Un libro y varios relatos sobre un lugar en el mundo en el que se recorta la historia del departamento de Colonia. Una narración que se parece a la infancia del autor, algo chueco por efecto de un zapato ortopédico, trayendo a la vida personajes pequeños, escenas cotidianas, historias locales que nos ayudan a comprender un pasado polifónico y complejo.

Chuequear es humano

Los viejos libros de Historia contaron a muchas generaciones sobre un mundo llevado por las riendas de héroes, próceres e iluminados. Respetabilísimos y bien encuadernados, esos libros eran los que leía mi abuelo paterno, los que mi abuela atesoraba como un legado y que había que pedir permiso para hojear. Yo me sentía observado por esos libros, altivos, magnánimos, cuidadosamente ordenados tras los vidrios de esas bibliotecas que se destinaban a lo más valioso de la casa.

Muchas generaciones se formaron leyendo historias de un Uruguay forjado por presidentes, caudillos, oficiales, doctores y cancilleres. Transmitían la impresión de que nuestra historia era una secuencia marcada por la acción de estas personalidades –varones por unanimidad-, seres predestinados para marcar el destino de una nación. Esas eran historias que caminaban derechito, sin vacilar, atravesando momentos agónicos, crisis y guerras intestinas.

Datos:
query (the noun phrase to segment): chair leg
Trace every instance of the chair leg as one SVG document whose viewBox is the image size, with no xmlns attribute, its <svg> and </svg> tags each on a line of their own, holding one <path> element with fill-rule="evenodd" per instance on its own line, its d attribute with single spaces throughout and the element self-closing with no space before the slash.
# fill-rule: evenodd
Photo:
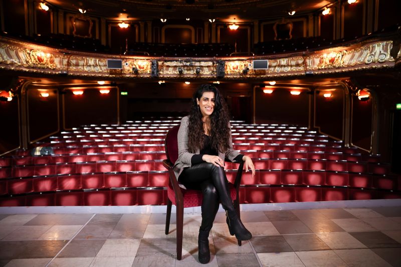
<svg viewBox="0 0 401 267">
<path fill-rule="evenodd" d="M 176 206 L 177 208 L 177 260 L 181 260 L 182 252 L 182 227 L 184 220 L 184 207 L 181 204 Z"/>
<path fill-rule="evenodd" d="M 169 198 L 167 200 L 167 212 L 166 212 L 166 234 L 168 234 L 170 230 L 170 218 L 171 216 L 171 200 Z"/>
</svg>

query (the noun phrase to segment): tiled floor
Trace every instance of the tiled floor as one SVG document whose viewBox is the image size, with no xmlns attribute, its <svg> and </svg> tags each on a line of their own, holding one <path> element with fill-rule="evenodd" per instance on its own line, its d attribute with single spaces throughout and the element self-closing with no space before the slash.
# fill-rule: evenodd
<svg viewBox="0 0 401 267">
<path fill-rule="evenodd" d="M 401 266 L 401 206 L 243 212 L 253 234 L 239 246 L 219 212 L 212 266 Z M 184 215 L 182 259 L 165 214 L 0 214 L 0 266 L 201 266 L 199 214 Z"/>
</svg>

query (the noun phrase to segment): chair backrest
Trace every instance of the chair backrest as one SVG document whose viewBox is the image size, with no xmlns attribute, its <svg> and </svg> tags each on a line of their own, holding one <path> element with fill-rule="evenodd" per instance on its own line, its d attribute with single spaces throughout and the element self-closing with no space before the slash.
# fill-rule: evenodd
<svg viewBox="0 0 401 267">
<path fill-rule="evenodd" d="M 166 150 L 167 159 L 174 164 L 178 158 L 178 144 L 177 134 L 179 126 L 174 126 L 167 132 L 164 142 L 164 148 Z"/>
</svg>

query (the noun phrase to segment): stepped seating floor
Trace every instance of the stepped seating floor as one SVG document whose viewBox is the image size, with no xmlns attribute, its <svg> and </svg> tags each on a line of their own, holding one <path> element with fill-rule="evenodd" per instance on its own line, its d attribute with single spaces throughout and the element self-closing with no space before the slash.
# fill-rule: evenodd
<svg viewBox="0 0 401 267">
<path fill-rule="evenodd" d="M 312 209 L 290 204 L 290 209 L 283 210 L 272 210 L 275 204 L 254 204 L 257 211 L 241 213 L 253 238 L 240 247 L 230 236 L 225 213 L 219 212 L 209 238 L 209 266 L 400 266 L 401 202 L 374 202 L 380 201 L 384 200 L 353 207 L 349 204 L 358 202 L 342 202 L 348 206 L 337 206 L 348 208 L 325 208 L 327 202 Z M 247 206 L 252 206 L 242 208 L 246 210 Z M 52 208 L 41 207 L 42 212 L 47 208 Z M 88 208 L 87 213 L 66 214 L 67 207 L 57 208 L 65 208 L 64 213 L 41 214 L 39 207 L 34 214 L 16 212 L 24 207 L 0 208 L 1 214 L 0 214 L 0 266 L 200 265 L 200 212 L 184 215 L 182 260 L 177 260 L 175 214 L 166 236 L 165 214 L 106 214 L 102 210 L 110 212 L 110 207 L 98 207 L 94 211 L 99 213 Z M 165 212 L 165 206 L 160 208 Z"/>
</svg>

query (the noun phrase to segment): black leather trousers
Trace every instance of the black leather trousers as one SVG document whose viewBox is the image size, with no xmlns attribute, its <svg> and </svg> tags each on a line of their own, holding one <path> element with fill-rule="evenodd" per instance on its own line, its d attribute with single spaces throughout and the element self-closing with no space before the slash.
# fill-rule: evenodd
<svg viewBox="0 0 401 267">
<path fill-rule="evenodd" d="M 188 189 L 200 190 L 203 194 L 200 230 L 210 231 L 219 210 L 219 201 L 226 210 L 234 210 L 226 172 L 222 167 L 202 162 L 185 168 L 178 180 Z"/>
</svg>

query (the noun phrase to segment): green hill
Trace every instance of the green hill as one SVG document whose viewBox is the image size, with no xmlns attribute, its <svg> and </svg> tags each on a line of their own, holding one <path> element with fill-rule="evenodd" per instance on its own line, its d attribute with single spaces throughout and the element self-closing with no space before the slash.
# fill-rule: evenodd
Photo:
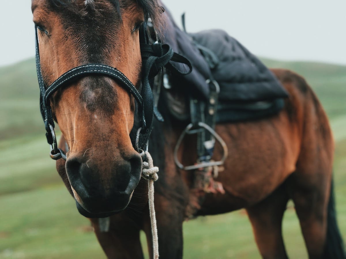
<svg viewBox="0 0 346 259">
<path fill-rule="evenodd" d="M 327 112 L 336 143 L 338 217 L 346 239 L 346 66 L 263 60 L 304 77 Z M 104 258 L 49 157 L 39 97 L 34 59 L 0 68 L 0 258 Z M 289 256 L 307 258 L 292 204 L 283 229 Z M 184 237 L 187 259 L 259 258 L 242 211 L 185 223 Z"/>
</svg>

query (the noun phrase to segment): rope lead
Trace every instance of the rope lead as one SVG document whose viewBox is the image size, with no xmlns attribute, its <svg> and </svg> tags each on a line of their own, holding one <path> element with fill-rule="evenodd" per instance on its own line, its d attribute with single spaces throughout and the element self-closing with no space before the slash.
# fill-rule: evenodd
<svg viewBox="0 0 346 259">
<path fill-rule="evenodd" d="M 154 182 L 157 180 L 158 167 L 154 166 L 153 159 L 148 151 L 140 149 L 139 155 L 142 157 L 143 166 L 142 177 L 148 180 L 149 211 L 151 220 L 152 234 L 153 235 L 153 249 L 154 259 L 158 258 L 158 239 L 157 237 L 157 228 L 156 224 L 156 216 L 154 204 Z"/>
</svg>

--

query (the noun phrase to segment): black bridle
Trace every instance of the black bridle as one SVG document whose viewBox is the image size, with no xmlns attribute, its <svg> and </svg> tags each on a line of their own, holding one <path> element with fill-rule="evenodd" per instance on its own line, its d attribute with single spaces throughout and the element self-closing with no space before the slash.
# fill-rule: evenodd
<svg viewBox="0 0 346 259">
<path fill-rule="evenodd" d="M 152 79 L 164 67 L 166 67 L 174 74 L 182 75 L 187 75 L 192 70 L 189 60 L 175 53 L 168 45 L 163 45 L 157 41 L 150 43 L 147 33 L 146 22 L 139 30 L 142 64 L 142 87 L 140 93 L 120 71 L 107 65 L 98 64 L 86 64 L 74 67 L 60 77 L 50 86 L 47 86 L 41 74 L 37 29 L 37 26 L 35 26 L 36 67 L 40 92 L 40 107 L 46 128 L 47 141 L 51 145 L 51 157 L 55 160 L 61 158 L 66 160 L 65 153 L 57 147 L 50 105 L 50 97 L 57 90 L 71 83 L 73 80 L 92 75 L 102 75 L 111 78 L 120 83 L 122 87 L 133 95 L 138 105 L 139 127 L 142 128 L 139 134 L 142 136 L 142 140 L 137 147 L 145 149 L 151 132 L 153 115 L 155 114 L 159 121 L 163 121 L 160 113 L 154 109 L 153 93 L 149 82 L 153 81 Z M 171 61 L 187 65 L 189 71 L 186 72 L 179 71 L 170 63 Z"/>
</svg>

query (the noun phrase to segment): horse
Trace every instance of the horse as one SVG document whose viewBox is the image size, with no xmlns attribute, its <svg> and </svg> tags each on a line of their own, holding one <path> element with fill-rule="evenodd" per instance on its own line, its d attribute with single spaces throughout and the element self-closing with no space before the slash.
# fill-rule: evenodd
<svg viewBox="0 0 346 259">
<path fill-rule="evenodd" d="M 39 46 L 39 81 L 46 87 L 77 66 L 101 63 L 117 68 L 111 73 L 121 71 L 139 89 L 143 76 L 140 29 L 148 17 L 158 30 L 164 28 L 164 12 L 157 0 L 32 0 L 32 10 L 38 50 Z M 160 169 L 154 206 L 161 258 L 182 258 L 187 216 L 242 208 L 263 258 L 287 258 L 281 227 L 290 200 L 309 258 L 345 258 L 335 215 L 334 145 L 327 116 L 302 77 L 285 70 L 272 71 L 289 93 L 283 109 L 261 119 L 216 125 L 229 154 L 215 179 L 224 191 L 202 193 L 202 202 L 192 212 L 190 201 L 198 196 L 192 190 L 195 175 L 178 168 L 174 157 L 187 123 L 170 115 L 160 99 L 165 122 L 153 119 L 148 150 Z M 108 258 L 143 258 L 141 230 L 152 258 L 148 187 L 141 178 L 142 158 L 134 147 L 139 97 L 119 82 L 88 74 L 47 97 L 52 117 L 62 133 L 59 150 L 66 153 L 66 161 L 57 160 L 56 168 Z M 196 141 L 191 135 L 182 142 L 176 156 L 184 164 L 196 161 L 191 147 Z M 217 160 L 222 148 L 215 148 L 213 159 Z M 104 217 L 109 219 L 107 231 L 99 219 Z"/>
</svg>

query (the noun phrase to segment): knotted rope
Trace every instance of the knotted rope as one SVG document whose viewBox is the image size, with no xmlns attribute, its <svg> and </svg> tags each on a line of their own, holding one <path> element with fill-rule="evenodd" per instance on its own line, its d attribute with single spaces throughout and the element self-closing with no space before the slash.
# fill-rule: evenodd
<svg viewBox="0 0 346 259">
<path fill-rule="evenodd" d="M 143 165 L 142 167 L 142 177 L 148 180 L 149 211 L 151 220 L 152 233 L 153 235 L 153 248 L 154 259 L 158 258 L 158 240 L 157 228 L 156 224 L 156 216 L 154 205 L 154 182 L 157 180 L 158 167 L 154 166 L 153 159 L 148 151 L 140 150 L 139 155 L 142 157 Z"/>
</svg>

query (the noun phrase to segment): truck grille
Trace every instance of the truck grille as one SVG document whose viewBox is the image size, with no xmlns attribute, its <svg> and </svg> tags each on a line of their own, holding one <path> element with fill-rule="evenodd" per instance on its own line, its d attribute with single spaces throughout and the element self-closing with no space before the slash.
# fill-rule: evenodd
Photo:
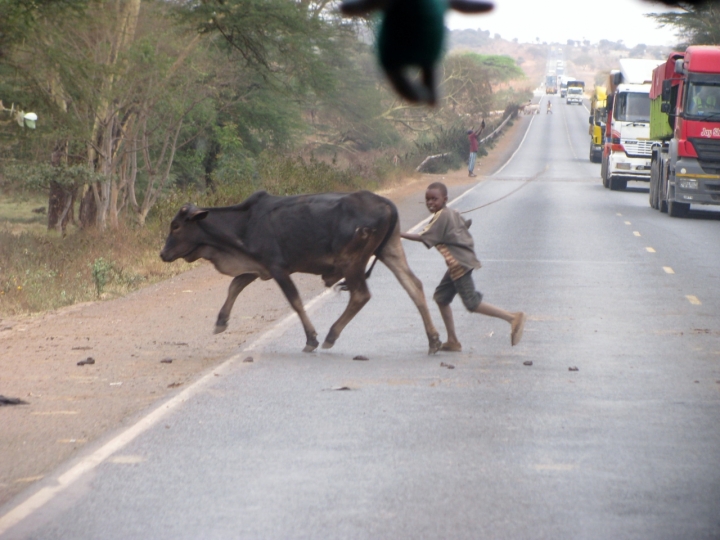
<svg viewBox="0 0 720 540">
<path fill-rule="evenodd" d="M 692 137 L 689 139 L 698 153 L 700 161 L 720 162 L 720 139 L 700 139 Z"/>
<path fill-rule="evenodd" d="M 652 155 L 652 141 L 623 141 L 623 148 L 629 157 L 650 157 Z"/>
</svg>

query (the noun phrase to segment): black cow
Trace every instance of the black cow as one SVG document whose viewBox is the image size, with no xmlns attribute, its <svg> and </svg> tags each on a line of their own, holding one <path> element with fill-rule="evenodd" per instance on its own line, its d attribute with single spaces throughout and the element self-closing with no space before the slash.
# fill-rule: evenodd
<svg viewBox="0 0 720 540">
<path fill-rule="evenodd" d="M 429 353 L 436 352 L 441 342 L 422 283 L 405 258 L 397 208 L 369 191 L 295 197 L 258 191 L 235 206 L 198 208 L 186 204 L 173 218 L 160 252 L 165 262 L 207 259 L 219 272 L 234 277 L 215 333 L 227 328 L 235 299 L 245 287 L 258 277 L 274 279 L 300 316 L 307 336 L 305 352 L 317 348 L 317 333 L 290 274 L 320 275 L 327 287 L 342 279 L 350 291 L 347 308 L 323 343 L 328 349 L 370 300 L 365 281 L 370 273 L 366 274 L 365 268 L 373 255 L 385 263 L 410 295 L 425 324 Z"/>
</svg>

Objetivos:
A - Responde sobre el texto de la historia de Colonia:
(i) ¿Cómo se titula el apartado que sigue a la presentación del libro?
(ii) ¿Dónde se guardaban los libros que leía el abuelo paterno?
(iii) ¿Qué se dice del sexo de las personalidades que protagonizaban esas historias?
B - Repite del texto sobre Colonia, sin cambiar nada, el pasaje que arranca con "Chuequear es humano" y sigue hasta "de la casa.".
C - ¿Cómo seguiría el texto sobre la historia de Colonia? Continúalo a partir de su última oración.

Respuestas del ejercicio:
A -
(i) "Chuequear es humano".
(ii) Tras los vidrios de las bibliotecas que se destinaban a lo más valioso de la casa.
(iii) Eran varones por unanimidad.

B -
Chuequear es humano

Los viejos libros de Historia contaron a muchas generaciones sobre un mundo llevado por las riendas de héroes, próceres e iluminados. Respetabilísimos y bien encuadernados, esos libros eran los que leía mi abuelo paterno, los que mi abuela atesoraba como un legado y que había que pedir permiso para hojear. Yo me sentía observado por esos libros, altivos, magnánimos, cuidadosamente ordenados tras los vidrios de esas bibliotecas que se destinaban a lo más valioso de la casa.

C -
Ese relato dejó en mis abuelos (¡y en tantos más!) la idea de que la historia era algo en lo que personas como ellos no tenían mucho lugar. No eran protagonistas, ni actores de reparto, ni extras, ni siquiera dobles de riesgo ¿Qué importancia podría tener para comprender el pasado la experiencia del empleado de una barraca, de una ama de casa en Rocha o de un trabajador del ferrocarril?

Quizá uno de los regalos más valiosos que nos deja el libro Historias Chuecas tenga que ver, precisamente, con una forma de comprender la historia a partir de los lugares y las personas pequeñas. Este libro surge en 2020 como una recopilación de memorias personales sobre la vida en Colonia Cosmopolita, y se renueva recientemente con una segunda publicación, en la que Carlos Delmonte Pons suma otros recuerdos y reflexiones personales. Ambos libros –conocidos amistosamente como “el uno” y “el dos”-, hacen de Colonia Cosmopolita el escenario de un conjunto de memorias situadas entre los años ’30 y los ’70, que se convierten en excusa para la reflexión amena, cálida como una charla de fogón. Junto a ese fuego imaginario, “Carlitos” –el narrador- nos interpela con discusiones existenciales y filosóficas, históricas, teológicas, y hasta deportivas.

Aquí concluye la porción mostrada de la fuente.